───── THE RECORDS

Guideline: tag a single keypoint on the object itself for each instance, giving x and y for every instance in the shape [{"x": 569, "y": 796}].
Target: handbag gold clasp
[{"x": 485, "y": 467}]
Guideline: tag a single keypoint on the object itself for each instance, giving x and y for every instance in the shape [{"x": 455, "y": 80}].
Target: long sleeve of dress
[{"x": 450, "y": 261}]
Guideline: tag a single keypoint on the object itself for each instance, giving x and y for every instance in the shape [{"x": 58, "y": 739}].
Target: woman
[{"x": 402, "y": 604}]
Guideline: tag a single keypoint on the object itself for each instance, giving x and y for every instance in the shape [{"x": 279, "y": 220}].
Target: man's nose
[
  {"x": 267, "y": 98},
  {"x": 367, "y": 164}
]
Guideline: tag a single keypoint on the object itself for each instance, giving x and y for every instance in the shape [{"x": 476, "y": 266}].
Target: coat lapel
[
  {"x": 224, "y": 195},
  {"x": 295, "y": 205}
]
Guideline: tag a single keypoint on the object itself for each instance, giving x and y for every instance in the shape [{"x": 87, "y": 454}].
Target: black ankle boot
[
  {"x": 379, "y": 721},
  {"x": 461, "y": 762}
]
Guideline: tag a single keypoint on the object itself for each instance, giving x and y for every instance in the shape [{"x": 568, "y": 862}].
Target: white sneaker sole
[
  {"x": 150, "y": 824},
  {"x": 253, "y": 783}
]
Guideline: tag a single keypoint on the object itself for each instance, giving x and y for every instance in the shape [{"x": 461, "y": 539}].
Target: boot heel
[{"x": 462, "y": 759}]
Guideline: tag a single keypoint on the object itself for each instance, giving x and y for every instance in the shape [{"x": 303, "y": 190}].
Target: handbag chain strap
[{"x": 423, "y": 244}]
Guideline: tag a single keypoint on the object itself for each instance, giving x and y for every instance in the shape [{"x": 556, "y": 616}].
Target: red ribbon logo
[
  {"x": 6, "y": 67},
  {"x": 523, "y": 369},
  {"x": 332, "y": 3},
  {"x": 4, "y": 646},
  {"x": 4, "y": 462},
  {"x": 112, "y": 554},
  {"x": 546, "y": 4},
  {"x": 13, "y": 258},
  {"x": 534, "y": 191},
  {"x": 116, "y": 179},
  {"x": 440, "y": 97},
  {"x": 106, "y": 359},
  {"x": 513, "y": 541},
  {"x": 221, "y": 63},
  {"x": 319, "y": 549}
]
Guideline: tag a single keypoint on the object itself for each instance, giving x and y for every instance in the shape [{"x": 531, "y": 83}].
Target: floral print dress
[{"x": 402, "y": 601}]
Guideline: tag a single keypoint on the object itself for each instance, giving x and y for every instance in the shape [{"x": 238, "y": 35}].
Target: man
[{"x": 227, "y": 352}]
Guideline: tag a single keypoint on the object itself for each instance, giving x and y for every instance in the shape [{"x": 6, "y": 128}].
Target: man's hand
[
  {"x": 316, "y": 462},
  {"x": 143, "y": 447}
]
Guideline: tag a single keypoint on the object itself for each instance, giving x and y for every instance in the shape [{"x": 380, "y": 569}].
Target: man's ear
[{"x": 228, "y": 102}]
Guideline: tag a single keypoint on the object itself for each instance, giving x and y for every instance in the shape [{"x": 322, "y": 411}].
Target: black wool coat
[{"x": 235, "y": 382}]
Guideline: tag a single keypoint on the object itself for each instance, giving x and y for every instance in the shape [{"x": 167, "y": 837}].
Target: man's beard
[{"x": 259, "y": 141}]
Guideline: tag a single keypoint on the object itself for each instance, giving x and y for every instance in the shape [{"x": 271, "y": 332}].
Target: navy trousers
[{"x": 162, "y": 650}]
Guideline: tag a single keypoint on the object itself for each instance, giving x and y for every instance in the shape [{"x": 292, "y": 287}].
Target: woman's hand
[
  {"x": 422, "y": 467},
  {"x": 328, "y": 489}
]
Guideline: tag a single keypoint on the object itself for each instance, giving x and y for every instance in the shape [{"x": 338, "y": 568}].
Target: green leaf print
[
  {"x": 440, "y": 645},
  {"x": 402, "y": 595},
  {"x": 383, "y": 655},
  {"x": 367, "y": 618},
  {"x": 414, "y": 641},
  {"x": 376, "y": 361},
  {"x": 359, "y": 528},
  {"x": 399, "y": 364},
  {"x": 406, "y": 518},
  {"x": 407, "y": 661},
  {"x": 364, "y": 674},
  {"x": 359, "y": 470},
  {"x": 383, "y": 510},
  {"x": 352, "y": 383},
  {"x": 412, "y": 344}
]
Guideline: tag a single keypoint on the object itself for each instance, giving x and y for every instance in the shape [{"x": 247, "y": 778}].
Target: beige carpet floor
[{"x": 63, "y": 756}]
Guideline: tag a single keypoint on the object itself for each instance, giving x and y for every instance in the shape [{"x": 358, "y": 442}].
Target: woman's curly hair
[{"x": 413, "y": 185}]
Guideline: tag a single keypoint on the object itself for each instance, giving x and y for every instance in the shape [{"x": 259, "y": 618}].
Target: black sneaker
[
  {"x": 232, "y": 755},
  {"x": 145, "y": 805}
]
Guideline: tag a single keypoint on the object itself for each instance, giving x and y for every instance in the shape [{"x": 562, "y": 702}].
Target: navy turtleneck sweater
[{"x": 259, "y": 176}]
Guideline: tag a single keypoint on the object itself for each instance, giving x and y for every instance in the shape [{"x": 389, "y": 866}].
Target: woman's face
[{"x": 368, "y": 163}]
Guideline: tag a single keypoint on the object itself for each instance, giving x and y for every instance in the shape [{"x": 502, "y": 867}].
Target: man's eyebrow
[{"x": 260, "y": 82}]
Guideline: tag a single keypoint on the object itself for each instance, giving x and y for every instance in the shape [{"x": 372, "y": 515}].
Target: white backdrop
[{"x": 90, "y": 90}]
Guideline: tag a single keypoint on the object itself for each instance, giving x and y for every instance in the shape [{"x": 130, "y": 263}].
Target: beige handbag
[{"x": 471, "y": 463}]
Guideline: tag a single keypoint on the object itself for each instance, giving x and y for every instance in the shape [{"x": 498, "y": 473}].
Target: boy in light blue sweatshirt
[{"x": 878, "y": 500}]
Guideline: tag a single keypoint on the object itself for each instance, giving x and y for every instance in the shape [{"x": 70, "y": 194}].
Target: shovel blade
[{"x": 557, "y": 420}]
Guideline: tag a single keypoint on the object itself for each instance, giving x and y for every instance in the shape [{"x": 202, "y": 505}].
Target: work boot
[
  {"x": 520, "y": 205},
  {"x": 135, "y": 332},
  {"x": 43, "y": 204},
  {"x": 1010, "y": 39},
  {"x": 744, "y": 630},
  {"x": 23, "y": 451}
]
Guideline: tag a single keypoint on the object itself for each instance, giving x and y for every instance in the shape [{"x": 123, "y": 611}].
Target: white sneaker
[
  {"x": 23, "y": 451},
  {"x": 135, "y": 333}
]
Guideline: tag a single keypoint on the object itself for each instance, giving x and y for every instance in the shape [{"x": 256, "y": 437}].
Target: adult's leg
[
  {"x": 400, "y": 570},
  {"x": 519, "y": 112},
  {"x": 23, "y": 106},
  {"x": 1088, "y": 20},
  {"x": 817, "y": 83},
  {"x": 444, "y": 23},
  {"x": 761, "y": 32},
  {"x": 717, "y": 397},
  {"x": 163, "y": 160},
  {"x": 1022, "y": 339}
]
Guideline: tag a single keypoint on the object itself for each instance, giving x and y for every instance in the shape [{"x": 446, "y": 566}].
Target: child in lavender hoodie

──────────

_BRIEF_
Retype the data in full and match it exactly.

_CORRECT RESULT_
Guideline: tag a single keypoint on the object itself for each instance, giving x and y for every instance in the shape [{"x": 569, "y": 796}].
Target: handbag gold clasp
[{"x": 485, "y": 467}]
Guideline: tag a single keypoint on the object itself for each instance, giving x and y for every instance in the shape [{"x": 455, "y": 80}].
Target: long sleeve of dress
[{"x": 450, "y": 261}]
Guideline: tag a single keypoint on the object itself for each instance, giving x and y for every instance in the shape [{"x": 58, "y": 739}].
Target: woman
[{"x": 402, "y": 604}]
Guideline: tag a single keypoint on the object itself for each instance, giving x and y for every instance in the shape [{"x": 279, "y": 220}].
Target: man's nose
[
  {"x": 267, "y": 98},
  {"x": 367, "y": 164}
]
Guideline: tag a single keypoint on the object itself for each instance, giving x and y for every instance in the shape [{"x": 476, "y": 266}].
Target: coat lapel
[
  {"x": 224, "y": 195},
  {"x": 295, "y": 205}
]
Guideline: tag a single keypoint on the object itself for each instance, giving x and y for every instance in the shape [{"x": 87, "y": 454}].
Target: black ankle boot
[
  {"x": 379, "y": 721},
  {"x": 461, "y": 762}
]
Guideline: tag a single keypoint on the object itself for each instance, giving x and y for every instance in the shape [{"x": 568, "y": 862}].
Target: white sneaker sole
[
  {"x": 150, "y": 824},
  {"x": 253, "y": 783}
]
Guideline: tag a single keypoint on the object itself for each instance, giving x and y for every instance in the shape [{"x": 461, "y": 539}].
Target: boot heel
[{"x": 462, "y": 759}]
Guideline: tag a single keypoint on the object itself for each instance, giving x and y for every instance in the shape [{"x": 303, "y": 190}].
Target: handbag chain strap
[{"x": 423, "y": 244}]
Guideline: tag a single keypoint on the object itself for each instance, giving x and y for every instance in the shape [{"x": 556, "y": 616}].
Target: red ribbon logo
[
  {"x": 6, "y": 67},
  {"x": 523, "y": 369},
  {"x": 332, "y": 3},
  {"x": 4, "y": 646},
  {"x": 4, "y": 462},
  {"x": 112, "y": 554},
  {"x": 546, "y": 4},
  {"x": 13, "y": 258},
  {"x": 534, "y": 191},
  {"x": 116, "y": 179},
  {"x": 440, "y": 97},
  {"x": 106, "y": 359},
  {"x": 513, "y": 541},
  {"x": 221, "y": 63},
  {"x": 319, "y": 549}
]
Guideline: tag a single keypoint on the object itself for each instance, giving x and y for every instance in the shape [{"x": 531, "y": 83}].
Target: floral print dress
[{"x": 402, "y": 601}]
Guideline: tag a single keypoint on the object itself for each instance, giving x and y for every instance in the shape [{"x": 238, "y": 35}].
Target: man
[{"x": 227, "y": 352}]
Guideline: tag a single keypoint on the object itself for each instance, giving x and y for every instance in the shape [{"x": 6, "y": 128}].
Target: man's hand
[
  {"x": 316, "y": 462},
  {"x": 143, "y": 447}
]
Guideline: tag a single keypoint on the object itself for each instance, giving x and y for every instance in the shape [{"x": 380, "y": 569}].
Target: man's ear
[{"x": 228, "y": 102}]
Guideline: tag a single keypoint on the object itself for each instance, giving x and y for every instance in the shape [{"x": 322, "y": 411}].
Target: black wool coat
[{"x": 235, "y": 382}]
Guideline: tag a single keypoint on the object itself for each instance, giving x and y for every instance in the shape [{"x": 167, "y": 837}].
Target: man's beard
[{"x": 259, "y": 141}]
Guideline: tag a single keypoint on the object itself for each instance, giving x and y for every instance in the shape [{"x": 271, "y": 332}].
Target: navy trousers
[{"x": 162, "y": 650}]
Guideline: tag a single keypoint on the object itself for each instance, giving x and y for every instance in the shape [{"x": 292, "y": 287}].
Target: woman's hand
[
  {"x": 422, "y": 467},
  {"x": 328, "y": 489}
]
Guideline: tag a single keypoint on the object itself for each instance, giving x and y for every instance in the shape [{"x": 338, "y": 568}].
Target: green leaf print
[
  {"x": 440, "y": 645},
  {"x": 402, "y": 595},
  {"x": 383, "y": 655},
  {"x": 367, "y": 618},
  {"x": 414, "y": 641},
  {"x": 376, "y": 361},
  {"x": 359, "y": 528},
  {"x": 399, "y": 364},
  {"x": 406, "y": 518},
  {"x": 407, "y": 661},
  {"x": 364, "y": 674},
  {"x": 359, "y": 470},
  {"x": 383, "y": 510},
  {"x": 352, "y": 383},
  {"x": 412, "y": 344}
]
Guideline: tag a single keypoint on the object itself for each instance, giving x and y for every instance in the shape [{"x": 247, "y": 778}].
Target: beige carpet floor
[{"x": 63, "y": 756}]
Guideline: tag a single keypoint on the object itself for each instance, giving x and y for every instance in the shape [{"x": 358, "y": 442}].
Target: woman's curly hair
[{"x": 413, "y": 185}]
Guideline: tag a single keypoint on the object itself for each instance, giving x and y for every instance in the shape [{"x": 259, "y": 618}].
Target: black sneaker
[
  {"x": 232, "y": 755},
  {"x": 145, "y": 805}
]
Guideline: tag a single keypoint on the object itself for each instance, giving x and y for every instance in the shape [{"x": 562, "y": 702}].
Target: navy turtleneck sweater
[{"x": 259, "y": 176}]
Guideline: tag a single keypoint on the object itself for each instance, giving x and y for every instance in the shape [{"x": 389, "y": 866}].
Target: woman's face
[{"x": 368, "y": 163}]
Guideline: tag a single keypoint on the object itself for each instance, giving x and y for every instance in the shape [{"x": 502, "y": 867}].
Target: man's eyebrow
[{"x": 260, "y": 82}]
Guideline: tag a single keypoint on the object itself for each instance, giving x and y for every instance in the shape [{"x": 372, "y": 515}].
Target: white backdrop
[{"x": 90, "y": 90}]
Guideline: tag a single keypoint on the object itself for each instance, giving x and y for every instance in the shape [{"x": 130, "y": 263}].
Target: beige handbag
[{"x": 471, "y": 463}]
Guideline: tag a single keypoint on the object itself for each instance, giving x and y for every instance in the shape [{"x": 498, "y": 473}].
Target: boy in light blue sweatshirt
[{"x": 878, "y": 500}]
Guideline: tag a single keypoint on the object itself for each instance, giving x and y for every instance in the shape [{"x": 70, "y": 194}].
Target: shovel blade
[{"x": 557, "y": 420}]
Guideline: tag a single keypoint on the object itself for each instance, giving x and y for every instance in the shape [{"x": 202, "y": 505}].
Target: work boot
[
  {"x": 520, "y": 205},
  {"x": 135, "y": 332},
  {"x": 43, "y": 204},
  {"x": 1010, "y": 39},
  {"x": 744, "y": 630},
  {"x": 23, "y": 451}
]
Guideline: tag a single keypoint on the object itself for each instance, giving x and y for every instance in the shape [{"x": 123, "y": 611}].
Target: white sneaker
[
  {"x": 23, "y": 451},
  {"x": 135, "y": 333}
]
Guideline: tag a single keypoint on the object itself for each instance, giving x and y for every instance in the shape [{"x": 256, "y": 437}].
Target: adult's leg
[
  {"x": 400, "y": 570},
  {"x": 519, "y": 112},
  {"x": 23, "y": 106},
  {"x": 1088, "y": 20},
  {"x": 817, "y": 83},
  {"x": 444, "y": 23},
  {"x": 761, "y": 32},
  {"x": 717, "y": 397},
  {"x": 163, "y": 160},
  {"x": 1022, "y": 339}
]
Guideline: tag a single keypoint on the object itself for each instance, giving x and y for every instance in the shape [{"x": 446, "y": 566}].
Target: child in lavender hoodie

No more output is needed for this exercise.